**Reading text**
Numbers, however, are always a safe topic of conversation. One day over dinner, they discuss numbers in Ancient Greece and the narrator then tells the Professor about her search for more amicable numbers. Even her 10-year-old son helped her try to find some. The Professor expresses agitation that the boy is home alone—instead, the Professor insists she bring her son to the cottage after school.
The narrator’s son goes to the cottage after school the next day. Though she is initially wary, the Professor is very kind toward her son. The Professor nicknames the boy Root. The Professor insists that they eat dinner together to keep the narrator from making two dinners or keeping Root up too late. The Professor’s manners become exemplary in front of Root, and he grows talkative.
The narrator’s relationship with Root has always been distant. She grew up with a single mother who made ends meet by working at a reception hall for weddings; because she spent so much time on her own at home, she learned to be a housekeeper initially out of necessity. In high school, the narrator became pregnant by a college student who refused to take responsibility for the baby; her mother was furious with her, so she left home before giving birth and cut off contact. They reconciled just before Root entered school, but her mother died shortly after. It makes the narrator happy to see Root and the Professor grow close.
The Professor always greets Root when he arrives. Often, though, Root leaves to play baseball with his friends, which disappoints the Professor. When it rains, however, the Professor is happy because he is able to help Root with his math homework. The narrator is amazed that the Professor is such a good teacher despite the relatively simple homework: The Professor is always kind, praising Root and never losing patience with him. While working with the boy, the Professor “was no longer a frail old man, nor a scholar lost in his thoughts, but the rightful protector of a child” (37).
One night, the Professor wants to give Root some homework: figuring out the sum of the numbers from one through ten. In return, Root asks him to get the radio fixed so that they can listen to baseball. As it turns out, they both love the Tigers, and the Professor announces that Yutaka Enatsu is the best pitcher of all time.
One nice day, the narrator convinces the Professor to go for a walk and get a haircut. He is clearly tense as they walk, and he remains tense throughout the haircut, even though the barber is kind and understanding.
After the haircut, they sit together in the park and the Professor tells her about his university studies. The narrator tells the Professor about her discovery about 28. This is called a perfect number—six is the smallest such number. These numbers are quite rare: The next one after 28 is 496, then 8128, then not until the tens of millions.
As they prepare to leave, they hear a little girl cry in the sandbox. The Professor immediately runs to comfort her. Her mother, though, rushes the girl away from him.

**Problem requirements**
Please answer these questions from the summary above.
(a) What nickname does the Professor give the narrator's son?
(b) Whom does the Professor name the best pitcher of all time?
(c) What is the next perfect number after 28?

**Data provided**
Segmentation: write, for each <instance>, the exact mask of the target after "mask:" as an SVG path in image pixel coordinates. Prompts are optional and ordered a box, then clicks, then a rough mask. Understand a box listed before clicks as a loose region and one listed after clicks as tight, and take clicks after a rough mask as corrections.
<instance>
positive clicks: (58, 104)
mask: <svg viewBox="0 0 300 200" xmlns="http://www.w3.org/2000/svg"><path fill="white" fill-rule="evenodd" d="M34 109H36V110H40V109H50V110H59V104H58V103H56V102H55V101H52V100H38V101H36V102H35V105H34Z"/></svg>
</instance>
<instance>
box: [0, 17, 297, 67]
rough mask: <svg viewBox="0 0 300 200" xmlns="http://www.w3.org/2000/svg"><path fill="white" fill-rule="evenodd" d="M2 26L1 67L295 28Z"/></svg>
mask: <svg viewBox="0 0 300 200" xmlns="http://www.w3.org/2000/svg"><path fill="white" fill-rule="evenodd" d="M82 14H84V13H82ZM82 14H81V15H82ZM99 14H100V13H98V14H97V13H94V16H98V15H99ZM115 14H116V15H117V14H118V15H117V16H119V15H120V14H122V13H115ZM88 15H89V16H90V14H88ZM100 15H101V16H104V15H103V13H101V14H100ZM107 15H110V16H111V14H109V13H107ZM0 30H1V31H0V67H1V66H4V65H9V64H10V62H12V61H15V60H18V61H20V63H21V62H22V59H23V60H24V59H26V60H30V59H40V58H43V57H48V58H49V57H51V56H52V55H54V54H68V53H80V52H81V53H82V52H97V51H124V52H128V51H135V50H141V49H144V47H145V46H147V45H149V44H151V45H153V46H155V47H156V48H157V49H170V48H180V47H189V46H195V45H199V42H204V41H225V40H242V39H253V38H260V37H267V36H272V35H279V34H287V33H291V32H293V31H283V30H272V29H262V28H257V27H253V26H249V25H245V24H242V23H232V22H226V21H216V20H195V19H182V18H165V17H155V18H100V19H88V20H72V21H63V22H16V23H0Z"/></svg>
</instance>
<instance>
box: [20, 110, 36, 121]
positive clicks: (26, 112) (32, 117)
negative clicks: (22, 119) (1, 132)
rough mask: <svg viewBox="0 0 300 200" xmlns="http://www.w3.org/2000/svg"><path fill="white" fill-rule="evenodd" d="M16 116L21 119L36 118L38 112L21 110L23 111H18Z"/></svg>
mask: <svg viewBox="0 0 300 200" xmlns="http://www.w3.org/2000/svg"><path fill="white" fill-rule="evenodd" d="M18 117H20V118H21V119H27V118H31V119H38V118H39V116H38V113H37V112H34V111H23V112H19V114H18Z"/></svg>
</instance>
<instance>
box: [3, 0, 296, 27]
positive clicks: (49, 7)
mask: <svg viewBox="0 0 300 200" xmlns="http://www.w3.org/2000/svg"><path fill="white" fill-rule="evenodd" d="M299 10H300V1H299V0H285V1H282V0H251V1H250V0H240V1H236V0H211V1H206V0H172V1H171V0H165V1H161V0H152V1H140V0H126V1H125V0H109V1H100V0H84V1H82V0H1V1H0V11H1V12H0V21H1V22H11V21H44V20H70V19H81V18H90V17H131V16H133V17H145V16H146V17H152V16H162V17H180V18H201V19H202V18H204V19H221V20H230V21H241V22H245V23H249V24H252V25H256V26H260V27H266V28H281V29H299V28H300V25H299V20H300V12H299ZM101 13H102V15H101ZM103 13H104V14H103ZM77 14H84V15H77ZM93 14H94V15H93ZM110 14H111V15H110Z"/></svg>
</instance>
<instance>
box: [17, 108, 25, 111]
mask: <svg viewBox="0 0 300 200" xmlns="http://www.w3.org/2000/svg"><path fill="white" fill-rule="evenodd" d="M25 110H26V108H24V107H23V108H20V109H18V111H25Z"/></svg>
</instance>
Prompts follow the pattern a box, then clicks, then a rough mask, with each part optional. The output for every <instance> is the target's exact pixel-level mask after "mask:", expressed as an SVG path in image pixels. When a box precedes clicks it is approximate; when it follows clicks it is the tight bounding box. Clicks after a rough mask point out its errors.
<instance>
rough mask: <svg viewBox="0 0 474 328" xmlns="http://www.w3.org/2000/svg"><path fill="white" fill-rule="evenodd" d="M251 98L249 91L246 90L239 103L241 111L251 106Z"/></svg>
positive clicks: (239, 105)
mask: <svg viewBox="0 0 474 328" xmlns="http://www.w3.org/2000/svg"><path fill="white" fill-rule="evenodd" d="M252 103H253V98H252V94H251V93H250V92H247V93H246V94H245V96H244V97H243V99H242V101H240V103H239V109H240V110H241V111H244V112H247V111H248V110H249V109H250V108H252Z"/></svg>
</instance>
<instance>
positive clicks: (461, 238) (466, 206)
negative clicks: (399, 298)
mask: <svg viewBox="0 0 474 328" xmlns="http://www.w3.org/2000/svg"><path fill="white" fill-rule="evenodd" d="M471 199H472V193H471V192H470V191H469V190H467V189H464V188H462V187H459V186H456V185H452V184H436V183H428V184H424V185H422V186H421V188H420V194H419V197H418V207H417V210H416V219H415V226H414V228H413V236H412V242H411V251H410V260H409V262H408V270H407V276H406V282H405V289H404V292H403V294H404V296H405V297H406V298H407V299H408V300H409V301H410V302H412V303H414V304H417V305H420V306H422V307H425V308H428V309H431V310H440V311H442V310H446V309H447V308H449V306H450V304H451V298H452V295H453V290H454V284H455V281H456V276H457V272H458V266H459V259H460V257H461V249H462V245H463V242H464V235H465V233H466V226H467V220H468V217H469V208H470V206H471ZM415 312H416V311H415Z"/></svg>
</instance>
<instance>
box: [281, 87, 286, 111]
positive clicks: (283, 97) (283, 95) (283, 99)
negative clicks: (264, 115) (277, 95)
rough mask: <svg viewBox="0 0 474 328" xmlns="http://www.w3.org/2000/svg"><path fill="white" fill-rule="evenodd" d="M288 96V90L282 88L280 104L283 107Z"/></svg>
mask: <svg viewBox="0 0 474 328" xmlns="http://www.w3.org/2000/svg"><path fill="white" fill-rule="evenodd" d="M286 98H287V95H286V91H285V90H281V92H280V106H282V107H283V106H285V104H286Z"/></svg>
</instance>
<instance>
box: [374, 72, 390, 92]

**Answer to this exercise**
(a) Root
(b) Yutaka Enatsu
(c) 496